## What you need to do
Everything in the listing should be restated word for word.

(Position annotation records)

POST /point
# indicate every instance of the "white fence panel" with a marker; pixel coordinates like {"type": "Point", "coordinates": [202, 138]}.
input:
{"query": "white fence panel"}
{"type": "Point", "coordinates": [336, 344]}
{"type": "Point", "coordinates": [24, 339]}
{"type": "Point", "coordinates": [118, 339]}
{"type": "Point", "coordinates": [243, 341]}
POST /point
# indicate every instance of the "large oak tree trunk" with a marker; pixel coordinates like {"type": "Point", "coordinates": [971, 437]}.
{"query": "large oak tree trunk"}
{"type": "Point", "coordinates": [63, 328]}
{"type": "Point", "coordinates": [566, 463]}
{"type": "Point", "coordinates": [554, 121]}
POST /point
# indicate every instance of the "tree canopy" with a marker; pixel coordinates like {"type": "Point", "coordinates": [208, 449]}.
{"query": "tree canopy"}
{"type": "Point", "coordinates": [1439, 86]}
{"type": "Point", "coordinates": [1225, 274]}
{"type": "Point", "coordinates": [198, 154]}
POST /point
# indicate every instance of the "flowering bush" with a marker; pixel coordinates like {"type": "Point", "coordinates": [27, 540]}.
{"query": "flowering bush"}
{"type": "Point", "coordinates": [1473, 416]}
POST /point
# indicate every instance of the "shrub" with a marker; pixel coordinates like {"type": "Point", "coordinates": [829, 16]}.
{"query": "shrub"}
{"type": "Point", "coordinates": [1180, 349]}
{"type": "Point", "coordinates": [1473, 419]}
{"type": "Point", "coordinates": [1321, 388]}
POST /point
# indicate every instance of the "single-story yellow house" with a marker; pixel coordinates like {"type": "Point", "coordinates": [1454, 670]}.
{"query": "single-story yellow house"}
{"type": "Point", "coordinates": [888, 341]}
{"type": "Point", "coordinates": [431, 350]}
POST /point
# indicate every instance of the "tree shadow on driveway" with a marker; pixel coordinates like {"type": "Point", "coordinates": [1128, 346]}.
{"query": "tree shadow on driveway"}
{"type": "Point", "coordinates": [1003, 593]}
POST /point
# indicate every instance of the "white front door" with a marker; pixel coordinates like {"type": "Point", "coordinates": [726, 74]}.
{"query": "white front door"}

## Finished exercise
POST /point
# indicate every instance of the "white fence panel" with a marker; pixel coordinates like {"type": "Point", "coordinates": [202, 138]}.
input:
{"query": "white fence panel"}
{"type": "Point", "coordinates": [336, 344]}
{"type": "Point", "coordinates": [24, 339]}
{"type": "Point", "coordinates": [118, 339]}
{"type": "Point", "coordinates": [243, 341]}
POST /point
# indicate every instance of the "large oak tree trunk" with a marker; pixel coordinates like {"type": "Point", "coordinates": [971, 437]}.
{"query": "large oak tree trunk"}
{"type": "Point", "coordinates": [63, 328]}
{"type": "Point", "coordinates": [566, 463]}
{"type": "Point", "coordinates": [554, 121]}
POST /point
# indicate every instance of the "tree canopy" with a marker; pixel coordinates like {"type": "Point", "coordinates": [208, 449]}.
{"query": "tree canopy"}
{"type": "Point", "coordinates": [1439, 86]}
{"type": "Point", "coordinates": [1225, 274]}
{"type": "Point", "coordinates": [198, 154]}
POST /point
# indicate every instance of the "flowering bush" with a marker; pixel coordinates like {"type": "Point", "coordinates": [27, 540]}.
{"query": "flowering bush"}
{"type": "Point", "coordinates": [1473, 416]}
POST /point
# indicate every instance of the "shrub" with a marker; pixel coordinates like {"type": "Point", "coordinates": [829, 16]}.
{"query": "shrub"}
{"type": "Point", "coordinates": [1180, 349]}
{"type": "Point", "coordinates": [1473, 419]}
{"type": "Point", "coordinates": [1321, 388]}
POST /point
# indicate every instance of the "single-story yellow house" with a marker; pixel coordinates like {"type": "Point", "coordinates": [1454, 670]}.
{"query": "single-story yellow house"}
{"type": "Point", "coordinates": [888, 341]}
{"type": "Point", "coordinates": [431, 350]}
POST /point
# indicate every instance of the "tree shadow on driveway" with a marker; pixel coordinates like {"type": "Point", "coordinates": [1128, 346]}.
{"query": "tree shadow on driveway"}
{"type": "Point", "coordinates": [1003, 593]}
POST /point
# indicate every instance of the "white front door" with a marker; pixel coordinates like {"type": "Point", "coordinates": [726, 74]}.
{"query": "white front door"}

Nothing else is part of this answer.